> [ENTRIES PROVIDED]

-=-=-

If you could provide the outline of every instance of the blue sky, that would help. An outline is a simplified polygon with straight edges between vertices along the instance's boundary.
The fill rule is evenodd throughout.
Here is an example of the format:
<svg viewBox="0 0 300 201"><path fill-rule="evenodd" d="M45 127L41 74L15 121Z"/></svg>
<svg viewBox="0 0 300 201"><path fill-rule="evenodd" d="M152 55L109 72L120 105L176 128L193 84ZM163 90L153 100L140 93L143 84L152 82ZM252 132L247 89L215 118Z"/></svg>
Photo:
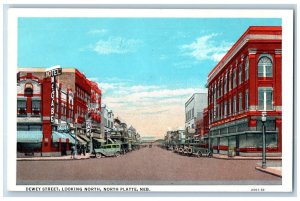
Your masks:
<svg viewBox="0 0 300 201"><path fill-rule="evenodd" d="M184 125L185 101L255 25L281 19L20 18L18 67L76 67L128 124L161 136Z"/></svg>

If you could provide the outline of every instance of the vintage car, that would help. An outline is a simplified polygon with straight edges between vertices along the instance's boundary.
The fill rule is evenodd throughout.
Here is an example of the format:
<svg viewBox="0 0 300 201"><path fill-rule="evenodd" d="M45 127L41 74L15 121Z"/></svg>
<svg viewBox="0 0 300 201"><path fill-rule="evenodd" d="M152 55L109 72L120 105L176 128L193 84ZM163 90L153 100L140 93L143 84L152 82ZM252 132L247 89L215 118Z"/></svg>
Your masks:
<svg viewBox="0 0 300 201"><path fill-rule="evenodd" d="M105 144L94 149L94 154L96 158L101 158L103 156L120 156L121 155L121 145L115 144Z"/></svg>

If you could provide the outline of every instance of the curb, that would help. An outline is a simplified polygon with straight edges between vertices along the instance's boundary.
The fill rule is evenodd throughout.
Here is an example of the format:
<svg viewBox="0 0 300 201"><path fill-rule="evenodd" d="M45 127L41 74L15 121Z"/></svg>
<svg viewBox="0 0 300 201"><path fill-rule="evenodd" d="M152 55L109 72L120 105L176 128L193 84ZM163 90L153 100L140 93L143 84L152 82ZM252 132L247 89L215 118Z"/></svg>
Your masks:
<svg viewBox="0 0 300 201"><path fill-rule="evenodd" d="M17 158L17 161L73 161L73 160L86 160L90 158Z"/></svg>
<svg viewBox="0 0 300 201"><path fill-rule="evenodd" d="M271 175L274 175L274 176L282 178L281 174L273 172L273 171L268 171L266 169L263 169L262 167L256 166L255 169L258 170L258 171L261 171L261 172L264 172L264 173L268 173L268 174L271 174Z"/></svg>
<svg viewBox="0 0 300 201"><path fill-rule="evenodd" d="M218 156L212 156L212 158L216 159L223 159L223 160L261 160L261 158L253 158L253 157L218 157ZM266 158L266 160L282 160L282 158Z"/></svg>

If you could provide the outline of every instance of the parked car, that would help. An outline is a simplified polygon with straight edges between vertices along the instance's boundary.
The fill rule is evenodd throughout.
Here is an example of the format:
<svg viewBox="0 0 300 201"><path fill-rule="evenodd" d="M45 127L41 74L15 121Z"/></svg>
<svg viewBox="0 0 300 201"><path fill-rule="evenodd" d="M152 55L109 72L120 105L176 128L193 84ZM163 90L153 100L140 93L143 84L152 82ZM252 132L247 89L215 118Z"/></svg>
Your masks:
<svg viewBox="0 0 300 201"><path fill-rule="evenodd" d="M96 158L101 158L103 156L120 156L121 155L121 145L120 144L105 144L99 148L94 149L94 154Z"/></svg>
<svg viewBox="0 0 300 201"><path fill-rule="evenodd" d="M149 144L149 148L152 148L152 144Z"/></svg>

-=-=-

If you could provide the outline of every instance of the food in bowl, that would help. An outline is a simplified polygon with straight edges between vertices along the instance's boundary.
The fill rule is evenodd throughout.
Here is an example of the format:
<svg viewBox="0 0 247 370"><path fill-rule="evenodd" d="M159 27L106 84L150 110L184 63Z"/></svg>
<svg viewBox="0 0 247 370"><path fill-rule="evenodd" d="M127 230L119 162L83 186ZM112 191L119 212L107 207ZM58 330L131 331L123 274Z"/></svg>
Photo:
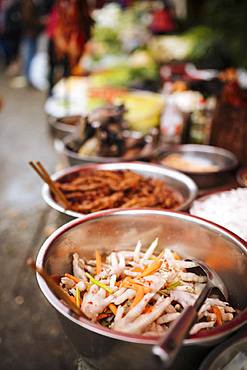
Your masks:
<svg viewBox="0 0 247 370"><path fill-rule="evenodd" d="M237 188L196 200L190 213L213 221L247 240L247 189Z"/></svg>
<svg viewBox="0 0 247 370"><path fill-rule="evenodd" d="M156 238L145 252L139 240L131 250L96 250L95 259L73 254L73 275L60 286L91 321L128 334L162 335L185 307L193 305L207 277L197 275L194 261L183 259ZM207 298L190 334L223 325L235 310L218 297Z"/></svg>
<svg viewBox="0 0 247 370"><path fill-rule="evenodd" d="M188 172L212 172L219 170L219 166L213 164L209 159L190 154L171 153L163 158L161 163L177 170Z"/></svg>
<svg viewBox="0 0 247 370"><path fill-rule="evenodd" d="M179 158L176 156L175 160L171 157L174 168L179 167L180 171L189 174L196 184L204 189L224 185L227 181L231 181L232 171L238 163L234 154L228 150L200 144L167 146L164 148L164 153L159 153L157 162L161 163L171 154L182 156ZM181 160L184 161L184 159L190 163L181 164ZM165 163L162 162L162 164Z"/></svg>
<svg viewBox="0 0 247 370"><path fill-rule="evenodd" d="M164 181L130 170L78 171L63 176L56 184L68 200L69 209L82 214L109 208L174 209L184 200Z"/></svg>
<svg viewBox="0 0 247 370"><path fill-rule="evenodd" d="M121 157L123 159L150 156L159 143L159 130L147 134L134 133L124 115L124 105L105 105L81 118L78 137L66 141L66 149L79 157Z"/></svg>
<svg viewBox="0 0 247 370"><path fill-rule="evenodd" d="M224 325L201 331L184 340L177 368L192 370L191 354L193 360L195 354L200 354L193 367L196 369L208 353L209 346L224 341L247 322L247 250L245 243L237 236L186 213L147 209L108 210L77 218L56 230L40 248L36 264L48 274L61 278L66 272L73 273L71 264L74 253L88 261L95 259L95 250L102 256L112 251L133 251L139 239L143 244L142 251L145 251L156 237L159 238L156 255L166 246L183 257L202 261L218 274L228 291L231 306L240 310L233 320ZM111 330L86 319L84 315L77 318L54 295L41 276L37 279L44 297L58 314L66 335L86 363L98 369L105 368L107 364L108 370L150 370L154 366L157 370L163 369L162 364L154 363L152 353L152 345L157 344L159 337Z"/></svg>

-=-=-

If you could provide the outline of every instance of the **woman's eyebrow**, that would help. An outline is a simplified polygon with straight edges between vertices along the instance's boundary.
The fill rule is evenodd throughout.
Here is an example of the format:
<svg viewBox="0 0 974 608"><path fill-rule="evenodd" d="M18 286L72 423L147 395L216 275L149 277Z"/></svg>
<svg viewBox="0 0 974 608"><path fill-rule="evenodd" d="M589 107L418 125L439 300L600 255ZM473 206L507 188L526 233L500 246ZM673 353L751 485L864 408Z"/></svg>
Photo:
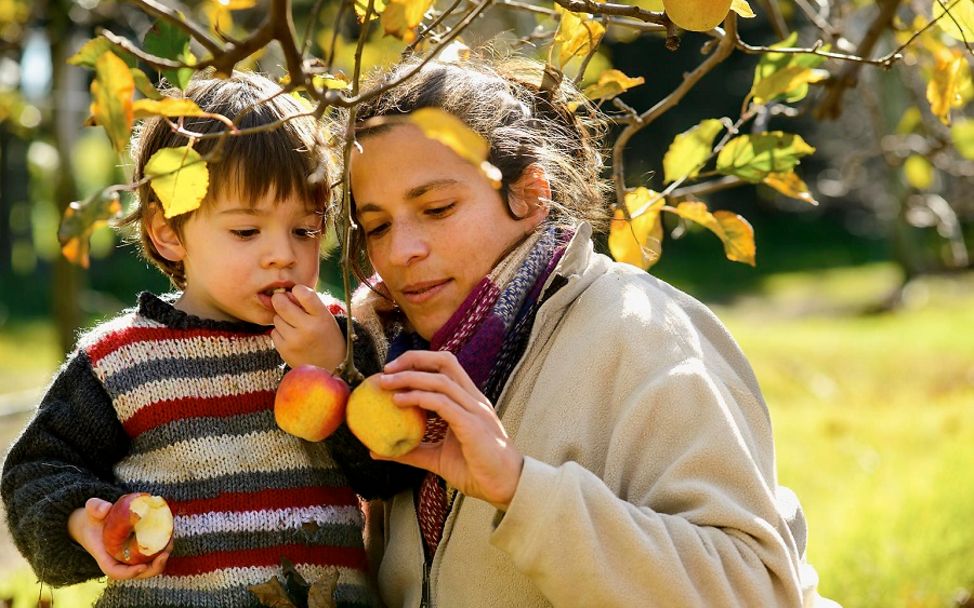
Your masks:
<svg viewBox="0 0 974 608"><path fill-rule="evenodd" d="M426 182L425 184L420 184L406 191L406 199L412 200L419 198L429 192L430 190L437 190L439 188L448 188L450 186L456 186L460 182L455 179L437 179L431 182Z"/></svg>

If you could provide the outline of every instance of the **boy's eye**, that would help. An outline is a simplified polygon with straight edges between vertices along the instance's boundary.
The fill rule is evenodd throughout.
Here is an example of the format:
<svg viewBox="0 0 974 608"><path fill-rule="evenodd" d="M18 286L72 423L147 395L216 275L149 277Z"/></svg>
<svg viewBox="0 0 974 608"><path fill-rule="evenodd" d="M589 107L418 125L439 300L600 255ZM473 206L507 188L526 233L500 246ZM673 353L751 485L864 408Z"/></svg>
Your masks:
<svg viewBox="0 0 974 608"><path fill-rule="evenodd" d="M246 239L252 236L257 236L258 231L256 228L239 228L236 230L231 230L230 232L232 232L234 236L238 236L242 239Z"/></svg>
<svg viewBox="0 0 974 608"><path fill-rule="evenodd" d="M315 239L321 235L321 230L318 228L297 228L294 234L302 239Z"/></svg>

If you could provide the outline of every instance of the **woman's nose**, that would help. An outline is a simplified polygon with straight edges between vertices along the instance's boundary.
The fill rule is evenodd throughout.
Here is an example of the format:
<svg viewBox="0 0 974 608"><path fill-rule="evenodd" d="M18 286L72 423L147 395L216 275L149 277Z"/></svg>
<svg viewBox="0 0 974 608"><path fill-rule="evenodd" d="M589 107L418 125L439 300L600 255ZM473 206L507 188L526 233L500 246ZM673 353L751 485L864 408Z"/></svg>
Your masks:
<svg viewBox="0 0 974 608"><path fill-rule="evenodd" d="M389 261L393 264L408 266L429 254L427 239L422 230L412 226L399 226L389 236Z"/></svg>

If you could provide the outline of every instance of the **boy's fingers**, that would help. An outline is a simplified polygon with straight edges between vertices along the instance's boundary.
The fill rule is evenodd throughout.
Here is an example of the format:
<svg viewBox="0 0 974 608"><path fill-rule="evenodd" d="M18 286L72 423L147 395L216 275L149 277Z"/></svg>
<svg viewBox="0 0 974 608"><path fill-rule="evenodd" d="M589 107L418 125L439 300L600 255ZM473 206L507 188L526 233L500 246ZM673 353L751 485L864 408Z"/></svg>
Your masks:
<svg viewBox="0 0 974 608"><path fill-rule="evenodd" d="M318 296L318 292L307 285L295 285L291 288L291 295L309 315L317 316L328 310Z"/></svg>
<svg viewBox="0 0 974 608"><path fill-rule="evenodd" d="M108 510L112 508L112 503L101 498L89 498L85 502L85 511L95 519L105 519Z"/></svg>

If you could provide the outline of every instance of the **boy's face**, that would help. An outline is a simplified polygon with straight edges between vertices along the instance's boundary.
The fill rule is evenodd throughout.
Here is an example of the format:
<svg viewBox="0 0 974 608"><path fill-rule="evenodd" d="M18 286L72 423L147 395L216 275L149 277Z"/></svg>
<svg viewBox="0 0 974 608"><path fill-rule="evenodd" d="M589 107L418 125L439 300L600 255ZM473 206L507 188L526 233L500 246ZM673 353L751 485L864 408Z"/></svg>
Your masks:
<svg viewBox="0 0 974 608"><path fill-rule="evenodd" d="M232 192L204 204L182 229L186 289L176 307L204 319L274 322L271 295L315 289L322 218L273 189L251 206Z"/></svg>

-=-=-

> [WHAT YOU SHOULD DO] Extract every line above containing the word "outline".

> [OUTPUT FOR THIS TASK]
If you could provide the outline of every instance of the blue sky, that would help. An outline is a simplified polygon with straight edges between vertices along the instance's boundary.
If you could provide the outline of every instance of the vintage car, that would help. An outline is a simplified polygon with straight edges between vertices along the instance's boundary.
If you could provide the outline of every instance of the curb, that would help. An outline is a simplified polygon with straight edges between vertices along the instance's boundary.
If you could provide the outline of every instance of the parked car, that would help. An outline is a simplified polygon with straight edges between vertices along the instance's boundary.
If you could provide the outline of every instance of the food in bowl, that would help. An outline is a simplified polygon with straight edges between vertices along the instance's boundary.
If you could provide the outline of every instance of the **woman's eyebrow**, that would help. An outline is a simplified polygon with straight edges between vertices along the instance's boundary.
If you could provide the outline of every instance of the **boy's eye**, that would help. An outline is a simplified polygon with straight edges between vertices along the instance's boundary.
If you could provide the outline of every instance of the **woman's nose**, that would help. An outline is a simplified polygon with straight edges between vertices along the instance's boundary.
If you could provide the outline of every instance of the **boy's fingers**, that would help. An outline is a simplified polygon with straight edges between vertices along the instance's boundary.
If you could provide the outline of every instance of the **boy's face**, that would help. An outline is a simplified polygon with straight edges between vertices along the instance's boundary.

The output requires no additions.